• _Условие задания_
Воспроизведите дословно часть фрагмента документа: всё, начиная со слов «Нина Чусова» и вниз до слов «Воронежского института искусств.» включительно.

• _Фрагмент документа_
Атлас
Войти  

Также по теме

Нина Чусова

  • 1944

Фотографии: Татьяна Зоммер

Я так хотела попасть в Москву! Посту­пить — сюда, учиться — здесь. Возможные сложности меня не пугали, Москва была для меня праздником, благодатью. А все временные препятствия на пути к ней можно было запросто перешагнуть. После школы приехав-таки в Москву, я срезалась во все театральные институты, кроме ГИТИСа: до него я не дошла, поскольку сил уже не было. И я рыдала на груди у мамы и выла: «Забери меня отсюда! Ничего не хочу!» И мама увезла меня обратно. Домой. В Воронеж. И там в со­вер­шенно расслабленном состоянии я поступила на актерское отделение ­театрального факультета Воронежского института искусств.

Перед тем как идти в театральное, я отправила экспликацию одной пьесы во ВГИК, на режиссерское отделение. Мне дали от ворот поворот, написав в ответе, что, дескать, «научитесь снача­ла в общем хоре петь, поработайте-ка актрисой, а потом уж на режиссера замахивайтесь». И я пошла в актрисы. Вообще очень послушная была — что мне говорили, то и делала. Я не революционер. Мне сказали исправиться — буду исправляться.

Уже дипломированной актрисой я показывалась Константину Райкину и Леониду Ефимовичу Хейфецу. И ничего Райкину не подошло. А мне так к нему хотелось в актрисы! И в день, когда он меня окончательно завернул, я топилась с горя в ванне у своего друга, артиста Федора Добронравова. Очень четко помню этот момент. А Леонид Ефимович Хейфец, который на тот момент был главным режиссером в Театре Советской армии, взял к себе в театр моего однокурсника, а меня в упор не видел. Позже, когда я училась у Хейфеца на режиссерском факультете в ГИТИСе и он поставил мне пять с плюсом за актерское мастерство, я сказала: «Что ж вы, Леонид Ефимович, меня к себе в театр не взяли?» А он мне ответил: «Ты все выдумываешь, не приходила ты ко мне».

• _Набор данных_
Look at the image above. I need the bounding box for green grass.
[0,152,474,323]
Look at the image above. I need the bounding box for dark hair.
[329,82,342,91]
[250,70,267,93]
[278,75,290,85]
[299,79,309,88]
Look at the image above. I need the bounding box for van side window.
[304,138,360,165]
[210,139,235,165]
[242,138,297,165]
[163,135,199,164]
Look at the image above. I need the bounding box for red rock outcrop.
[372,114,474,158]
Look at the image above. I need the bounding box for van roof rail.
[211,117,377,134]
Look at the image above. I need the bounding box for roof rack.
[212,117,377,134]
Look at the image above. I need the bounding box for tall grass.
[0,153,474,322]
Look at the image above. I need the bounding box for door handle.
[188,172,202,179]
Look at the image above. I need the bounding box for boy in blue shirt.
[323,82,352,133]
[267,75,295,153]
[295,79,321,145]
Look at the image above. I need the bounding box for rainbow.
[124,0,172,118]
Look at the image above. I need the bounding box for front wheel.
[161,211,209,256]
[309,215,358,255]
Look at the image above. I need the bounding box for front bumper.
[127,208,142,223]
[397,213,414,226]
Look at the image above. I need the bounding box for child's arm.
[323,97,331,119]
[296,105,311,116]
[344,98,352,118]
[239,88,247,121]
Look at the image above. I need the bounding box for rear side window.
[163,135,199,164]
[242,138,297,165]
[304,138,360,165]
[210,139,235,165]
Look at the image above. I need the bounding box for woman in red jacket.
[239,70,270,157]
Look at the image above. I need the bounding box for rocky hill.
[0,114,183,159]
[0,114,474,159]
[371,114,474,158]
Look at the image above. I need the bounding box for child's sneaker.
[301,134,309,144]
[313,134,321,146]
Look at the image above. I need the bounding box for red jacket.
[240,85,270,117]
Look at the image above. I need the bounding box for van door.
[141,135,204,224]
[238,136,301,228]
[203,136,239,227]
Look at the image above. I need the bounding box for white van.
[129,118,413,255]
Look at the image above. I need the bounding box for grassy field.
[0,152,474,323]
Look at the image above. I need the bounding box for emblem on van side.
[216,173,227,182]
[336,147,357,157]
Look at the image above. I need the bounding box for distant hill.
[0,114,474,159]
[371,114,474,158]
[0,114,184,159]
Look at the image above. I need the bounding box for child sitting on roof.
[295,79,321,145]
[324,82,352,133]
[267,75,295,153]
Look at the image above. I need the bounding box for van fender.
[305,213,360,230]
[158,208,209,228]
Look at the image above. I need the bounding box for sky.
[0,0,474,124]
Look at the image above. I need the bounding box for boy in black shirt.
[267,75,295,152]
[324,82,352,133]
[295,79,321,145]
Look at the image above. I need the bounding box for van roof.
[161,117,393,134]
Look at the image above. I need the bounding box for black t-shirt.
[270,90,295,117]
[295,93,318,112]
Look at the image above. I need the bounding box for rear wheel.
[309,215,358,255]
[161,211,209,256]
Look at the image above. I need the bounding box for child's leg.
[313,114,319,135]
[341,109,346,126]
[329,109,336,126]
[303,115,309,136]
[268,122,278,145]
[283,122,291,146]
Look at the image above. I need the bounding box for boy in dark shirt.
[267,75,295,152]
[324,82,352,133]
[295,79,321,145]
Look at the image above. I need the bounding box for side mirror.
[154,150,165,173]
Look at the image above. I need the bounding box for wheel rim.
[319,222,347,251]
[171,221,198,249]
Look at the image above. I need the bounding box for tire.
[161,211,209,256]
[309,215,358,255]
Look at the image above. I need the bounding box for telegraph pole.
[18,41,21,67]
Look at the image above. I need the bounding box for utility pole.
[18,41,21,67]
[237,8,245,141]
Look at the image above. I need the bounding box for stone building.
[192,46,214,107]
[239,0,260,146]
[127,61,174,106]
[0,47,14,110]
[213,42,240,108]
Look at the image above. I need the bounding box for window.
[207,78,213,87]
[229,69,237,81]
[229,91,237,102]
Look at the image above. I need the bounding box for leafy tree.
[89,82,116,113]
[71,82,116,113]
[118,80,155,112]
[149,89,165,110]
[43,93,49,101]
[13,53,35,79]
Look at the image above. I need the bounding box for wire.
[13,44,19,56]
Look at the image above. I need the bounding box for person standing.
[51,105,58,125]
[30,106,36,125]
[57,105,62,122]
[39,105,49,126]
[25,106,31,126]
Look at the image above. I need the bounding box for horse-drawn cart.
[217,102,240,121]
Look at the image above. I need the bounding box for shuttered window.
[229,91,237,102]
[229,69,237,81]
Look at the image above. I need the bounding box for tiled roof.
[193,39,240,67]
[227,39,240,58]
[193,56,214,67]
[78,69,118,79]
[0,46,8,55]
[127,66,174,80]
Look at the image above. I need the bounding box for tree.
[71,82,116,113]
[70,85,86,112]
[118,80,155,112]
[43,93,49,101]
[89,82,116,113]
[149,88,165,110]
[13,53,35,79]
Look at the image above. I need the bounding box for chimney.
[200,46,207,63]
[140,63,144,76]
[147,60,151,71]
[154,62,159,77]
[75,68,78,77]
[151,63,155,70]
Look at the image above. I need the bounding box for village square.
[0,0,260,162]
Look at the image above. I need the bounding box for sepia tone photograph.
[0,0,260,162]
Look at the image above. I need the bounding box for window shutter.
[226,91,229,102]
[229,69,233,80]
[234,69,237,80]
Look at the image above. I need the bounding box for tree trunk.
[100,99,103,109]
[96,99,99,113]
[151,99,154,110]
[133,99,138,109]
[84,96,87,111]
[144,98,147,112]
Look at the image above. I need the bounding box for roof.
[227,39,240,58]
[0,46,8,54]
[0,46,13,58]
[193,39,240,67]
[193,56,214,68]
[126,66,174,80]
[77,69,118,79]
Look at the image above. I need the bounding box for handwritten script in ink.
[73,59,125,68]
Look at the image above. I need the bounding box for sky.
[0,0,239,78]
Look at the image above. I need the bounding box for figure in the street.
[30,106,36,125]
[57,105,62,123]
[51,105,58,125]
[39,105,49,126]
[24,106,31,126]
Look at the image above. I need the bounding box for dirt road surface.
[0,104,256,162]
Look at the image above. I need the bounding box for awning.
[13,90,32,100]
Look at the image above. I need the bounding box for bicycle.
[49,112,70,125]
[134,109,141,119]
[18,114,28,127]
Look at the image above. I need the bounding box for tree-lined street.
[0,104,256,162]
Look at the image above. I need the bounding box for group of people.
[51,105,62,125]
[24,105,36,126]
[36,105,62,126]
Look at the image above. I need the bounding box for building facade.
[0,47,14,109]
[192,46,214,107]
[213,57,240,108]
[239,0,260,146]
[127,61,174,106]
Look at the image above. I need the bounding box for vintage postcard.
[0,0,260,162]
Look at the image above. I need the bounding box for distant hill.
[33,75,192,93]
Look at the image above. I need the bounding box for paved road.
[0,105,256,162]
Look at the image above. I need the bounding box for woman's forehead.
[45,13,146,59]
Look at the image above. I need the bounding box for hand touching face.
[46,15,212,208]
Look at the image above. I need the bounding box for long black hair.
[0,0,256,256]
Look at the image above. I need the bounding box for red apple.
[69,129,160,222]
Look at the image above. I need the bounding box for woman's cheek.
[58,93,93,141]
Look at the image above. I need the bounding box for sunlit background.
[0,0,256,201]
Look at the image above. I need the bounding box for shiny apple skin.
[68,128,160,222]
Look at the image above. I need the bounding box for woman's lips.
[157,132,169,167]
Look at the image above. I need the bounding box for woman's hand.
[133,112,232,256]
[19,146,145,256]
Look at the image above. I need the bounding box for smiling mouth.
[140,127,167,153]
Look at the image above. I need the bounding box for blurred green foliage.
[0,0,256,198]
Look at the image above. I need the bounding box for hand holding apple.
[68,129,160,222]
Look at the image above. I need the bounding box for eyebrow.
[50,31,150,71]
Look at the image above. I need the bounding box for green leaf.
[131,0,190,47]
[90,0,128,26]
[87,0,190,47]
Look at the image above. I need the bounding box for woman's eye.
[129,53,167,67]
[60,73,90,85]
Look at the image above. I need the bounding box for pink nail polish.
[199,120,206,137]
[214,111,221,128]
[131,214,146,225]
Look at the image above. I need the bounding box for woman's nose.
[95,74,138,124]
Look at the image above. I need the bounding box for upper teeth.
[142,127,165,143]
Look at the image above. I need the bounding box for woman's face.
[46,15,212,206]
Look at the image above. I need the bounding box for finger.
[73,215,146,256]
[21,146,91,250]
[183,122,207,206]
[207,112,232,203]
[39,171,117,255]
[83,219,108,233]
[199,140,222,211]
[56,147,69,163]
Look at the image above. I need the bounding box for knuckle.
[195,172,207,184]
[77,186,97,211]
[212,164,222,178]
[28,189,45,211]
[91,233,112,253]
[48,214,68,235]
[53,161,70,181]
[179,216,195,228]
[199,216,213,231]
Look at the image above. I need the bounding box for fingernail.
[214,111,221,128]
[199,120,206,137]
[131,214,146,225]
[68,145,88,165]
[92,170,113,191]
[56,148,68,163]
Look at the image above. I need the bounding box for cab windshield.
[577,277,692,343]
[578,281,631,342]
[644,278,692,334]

• _Результат выполнения_
Нина Чусова

  • 1944

Фотографии: Татьяна Зоммер

Я так хотела попасть в Москву! Посту­пить — сюда, учиться — здесь. Возможные сложности меня не пугали, Москва была для меня праздником, благодатью. А все временные препятствия на пути к ней можно было запросто перешагнуть. После школы приехав-таки в Москву, я срезалась во все театральные институты, кроме ГИТИСа: до него я не дошла, поскольку сил уже не было. И я рыдала на груди у мамы и выла: «Забери меня отсюда! Ничего не хочу!» И мама увезла меня обратно. Домой. В Воронеж. И там в со­вер­шенно расслабленном состоянии я поступила на актерское отделение ­театрального факультета Воронежского института искусств.